● PARTS OF THE EXERCISE
(1) According to the interview, in what year did the Baha'i Faith enter Egypt?
(2) Rewrite the part of the interview starting with "The Baha’i Faith has" and going on through "problem to you?", with "Spiritual Assemblies" changed to "Spiritual Councils".

● EXCERPT
╭──

Recently, Al Masry Al Youm interviewed Dr. Basma Moussa, an outspoken Egyptian Baha’i. The interview covered a diverse range of subjects, from the history of the Baha’i Faith in Egypt, to the current difficulties facing the Baha’i community in Egypt.

The Muslim Network for Baha’i Rights translated the informative interview.

What is the story of the Baha’i community in Egypt? When did the Baha’i Faith enter Egypt?
New religions usually spread through travellers moving from one place to another. The Baha’i Faith entered Egypt in the year 1864 through a group of Iranian merchants, four of whom decided to settle down in Egypt. Through them, Egyptians began to learn of the Baha’i Faith and Baha’is began to emerge.

The Baha’i Faith has had a presence in Egypt since the mid 19th century, and there was an official recognition from the state in the year 1934.

When did the problems begin?
The problems began recently, specifically in the year 1960 when a presidential decree was issued ordering all Spiritual Assemblies to be closed. Spiritual Assemblies coordinate spiritual and administrative aspects of the Baha’i community and after the decree was issued we were forced to turn to the elders of the community for guidance.

Did the closing of the Spiritual Assemblies pose a problem to you?
It wasn’t a big problem as we didn’t use them to congregate and pray; it served as an administrative building where meetings and marriage ceremonies were held. Problems emerged after 1960 because we depended on members of the Spiritual Assembly to resolve our problems. Now families depend on the experienced elderly in the community to solve problems.

Although the presidential decree that imposed a ban from congregating in the form of a National Spiritual Assembly was unjust, we have committed ourselves to it because of an important principle in our Faith: obeying the government in matters that are not against our Faith. We are committed to the decree and do not hold any elections.

What do you mean by elections?

The elections for the members of the National Spiritual Assembly. After the year 1960, several Baha’is were arrested in 6 separate cases, accused of breaching the presidential decree. The accused would spend a week, months or even a whole year in prison before they would be released as not guilty.

And throughout that time, no Baha’i was convicted of a crime against security or of indecency.

What are the most prominent problems that you face?

The issuing of identification cards began in the year 1960, the same year the National Spiritual Assembly was closed. At the time, Baha’is would have “Baha’i” or a dash “-” listed under the religion field in identification papers and the system was worked with until the year 1998, when National Identification Numbers [NIN] were introduced.

╰──

● RECORD LIST
╭──

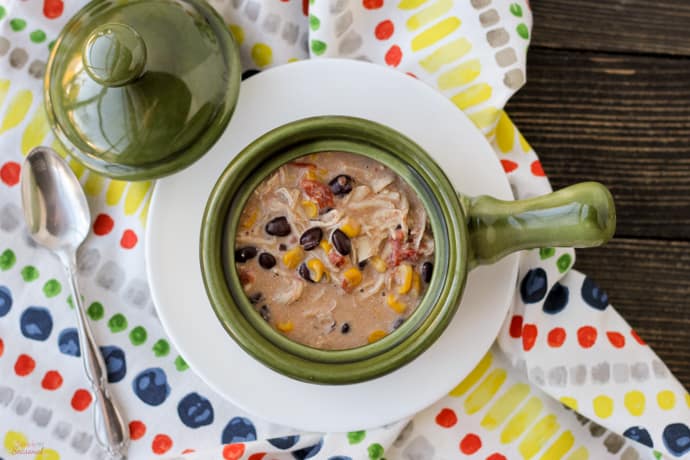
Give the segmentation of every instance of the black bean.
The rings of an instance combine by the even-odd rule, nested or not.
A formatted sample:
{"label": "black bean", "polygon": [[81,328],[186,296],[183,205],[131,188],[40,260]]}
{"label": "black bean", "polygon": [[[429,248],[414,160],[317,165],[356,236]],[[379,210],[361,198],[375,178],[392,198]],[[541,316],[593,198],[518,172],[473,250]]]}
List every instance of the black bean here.
{"label": "black bean", "polygon": [[299,237],[299,244],[304,246],[305,251],[311,251],[319,245],[322,236],[323,230],[321,230],[321,227],[312,227],[302,233],[302,236]]}
{"label": "black bean", "polygon": [[404,322],[405,322],[405,318],[398,318],[395,321],[393,321],[393,330],[402,326],[402,323],[404,323]]}
{"label": "black bean", "polygon": [[424,262],[422,264],[422,279],[425,283],[431,282],[431,272],[434,270],[434,264],[431,262]]}
{"label": "black bean", "polygon": [[342,230],[336,229],[331,235],[331,242],[341,255],[346,256],[352,251],[352,243],[350,242],[350,237],[343,233]]}
{"label": "black bean", "polygon": [[307,267],[307,264],[302,262],[299,267],[297,267],[297,273],[299,273],[299,276],[304,278],[305,280],[309,281],[310,283],[313,283],[314,280],[311,279],[311,273],[309,273],[309,267]]}
{"label": "black bean", "polygon": [[334,177],[328,186],[331,188],[333,195],[341,196],[347,195],[352,191],[352,178],[346,174],[340,174]]}
{"label": "black bean", "polygon": [[261,300],[260,292],[257,292],[249,296],[249,303],[251,303],[252,305],[259,303],[259,300]]}
{"label": "black bean", "polygon": [[249,259],[256,257],[257,250],[254,246],[245,246],[243,248],[235,249],[235,261],[245,263]]}
{"label": "black bean", "polygon": [[276,258],[267,252],[259,254],[259,265],[268,270],[276,265]]}
{"label": "black bean", "polygon": [[285,216],[276,217],[266,224],[266,233],[274,236],[287,236],[292,231]]}

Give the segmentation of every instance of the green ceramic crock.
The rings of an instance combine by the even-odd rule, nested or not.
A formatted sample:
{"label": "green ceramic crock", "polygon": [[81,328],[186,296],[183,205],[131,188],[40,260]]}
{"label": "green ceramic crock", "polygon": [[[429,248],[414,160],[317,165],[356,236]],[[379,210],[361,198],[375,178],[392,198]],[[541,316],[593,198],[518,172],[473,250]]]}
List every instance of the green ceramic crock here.
{"label": "green ceramic crock", "polygon": [[[249,303],[235,270],[235,235],[252,191],[282,164],[323,151],[364,155],[395,171],[426,207],[435,242],[434,275],[413,314],[383,339],[347,350],[312,348],[275,331]],[[364,119],[326,116],[278,127],[233,159],[207,202],[200,260],[216,315],[247,353],[288,377],[349,384],[394,371],[426,350],[455,315],[475,266],[521,249],[601,245],[614,229],[613,199],[601,184],[581,183],[513,202],[465,197],[429,154],[401,133]]]}
{"label": "green ceramic crock", "polygon": [[240,72],[234,38],[204,0],[94,0],[53,46],[45,107],[56,137],[89,169],[154,179],[220,137]]}

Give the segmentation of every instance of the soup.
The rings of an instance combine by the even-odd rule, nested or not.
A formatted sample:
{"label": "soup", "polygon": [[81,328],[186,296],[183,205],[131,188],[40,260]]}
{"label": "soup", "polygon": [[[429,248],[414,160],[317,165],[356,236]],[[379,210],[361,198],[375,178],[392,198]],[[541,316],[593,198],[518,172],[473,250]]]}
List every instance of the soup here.
{"label": "soup", "polygon": [[258,314],[291,340],[355,348],[398,328],[433,271],[426,211],[390,168],[345,152],[286,163],[250,196],[235,262]]}

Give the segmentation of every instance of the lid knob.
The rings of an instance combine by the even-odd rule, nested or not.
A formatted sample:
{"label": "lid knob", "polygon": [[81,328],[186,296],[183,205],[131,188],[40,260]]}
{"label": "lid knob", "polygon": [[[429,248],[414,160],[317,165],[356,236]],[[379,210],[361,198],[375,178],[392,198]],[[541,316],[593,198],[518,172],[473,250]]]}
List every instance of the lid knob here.
{"label": "lid knob", "polygon": [[146,45],[141,35],[126,24],[96,27],[84,44],[84,68],[103,86],[123,86],[144,72]]}

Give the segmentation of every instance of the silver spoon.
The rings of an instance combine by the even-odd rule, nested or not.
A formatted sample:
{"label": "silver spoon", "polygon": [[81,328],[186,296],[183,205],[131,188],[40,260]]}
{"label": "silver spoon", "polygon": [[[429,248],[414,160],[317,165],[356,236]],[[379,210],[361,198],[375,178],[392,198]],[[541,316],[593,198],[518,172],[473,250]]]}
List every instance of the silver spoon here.
{"label": "silver spoon", "polygon": [[84,191],[54,150],[36,147],[24,160],[21,194],[29,234],[36,243],[57,254],[69,276],[84,372],[95,395],[96,440],[112,458],[123,458],[129,444],[129,429],[108,391],[105,362],[86,320],[77,286],[76,253],[91,226]]}

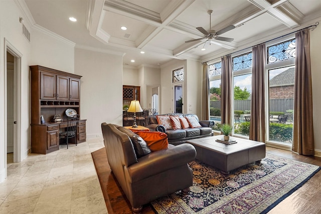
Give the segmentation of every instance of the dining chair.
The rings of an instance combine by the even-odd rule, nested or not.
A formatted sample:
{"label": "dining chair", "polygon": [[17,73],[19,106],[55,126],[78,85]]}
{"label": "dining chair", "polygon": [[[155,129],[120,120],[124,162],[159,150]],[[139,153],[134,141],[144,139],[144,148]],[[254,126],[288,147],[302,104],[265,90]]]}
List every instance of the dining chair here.
{"label": "dining chair", "polygon": [[78,125],[79,115],[75,114],[71,117],[68,117],[67,119],[67,127],[65,128],[65,131],[59,133],[59,138],[64,139],[67,143],[67,148],[68,148],[68,141],[70,138],[74,138],[75,143],[77,145],[77,128]]}

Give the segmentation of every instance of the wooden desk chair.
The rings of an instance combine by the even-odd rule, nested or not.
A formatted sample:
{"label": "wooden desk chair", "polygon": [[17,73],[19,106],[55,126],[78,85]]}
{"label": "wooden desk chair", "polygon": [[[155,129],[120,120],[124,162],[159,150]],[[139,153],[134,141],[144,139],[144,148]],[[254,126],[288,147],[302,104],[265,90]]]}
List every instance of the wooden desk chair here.
{"label": "wooden desk chair", "polygon": [[79,115],[75,114],[74,117],[68,117],[67,127],[65,128],[65,131],[59,133],[59,139],[65,139],[67,142],[67,148],[68,148],[69,138],[74,138],[75,143],[77,145],[77,128],[78,125]]}

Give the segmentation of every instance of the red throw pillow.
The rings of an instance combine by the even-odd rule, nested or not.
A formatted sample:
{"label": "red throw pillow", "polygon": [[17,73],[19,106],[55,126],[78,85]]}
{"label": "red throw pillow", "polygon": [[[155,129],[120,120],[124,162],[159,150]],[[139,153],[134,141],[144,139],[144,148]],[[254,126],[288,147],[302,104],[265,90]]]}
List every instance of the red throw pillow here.
{"label": "red throw pillow", "polygon": [[186,118],[180,118],[179,119],[180,119],[180,121],[181,122],[181,124],[182,124],[182,127],[183,128],[190,128],[190,125],[189,124],[189,122],[187,122]]}
{"label": "red throw pillow", "polygon": [[168,147],[169,141],[166,133],[159,131],[135,131],[134,132],[144,139],[152,152]]}
{"label": "red throw pillow", "polygon": [[157,115],[157,122],[158,124],[163,125],[166,130],[173,129],[172,123],[169,116],[158,116]]}
{"label": "red throw pillow", "polygon": [[190,127],[191,128],[197,128],[197,127],[201,127],[202,126],[199,123],[199,121],[197,120],[195,117],[192,115],[188,115],[185,117],[187,119],[187,122],[188,122],[189,124],[190,125]]}
{"label": "red throw pillow", "polygon": [[170,119],[174,129],[180,129],[182,128],[182,124],[181,124],[178,116],[170,116]]}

╰──

● ANSWERS BY TASK
(1) 1864

(2)
The Baha’i Faith has had a presence in Egypt since the mid 19th century, and there was an official recognition from the state in the year 1934.

When did the problems begin?
The problems began recently, specifically in the year 1960 when a presidential decree was issued ordering all Spiritual Councils to be closed. Spiritual Councils coordinate spiritual and administrative aspects of the Baha’i community and after the decree was issued we were forced to turn to the elders of the community for guidance.

Did the closing of the Spiritual Councils pose a problem to you?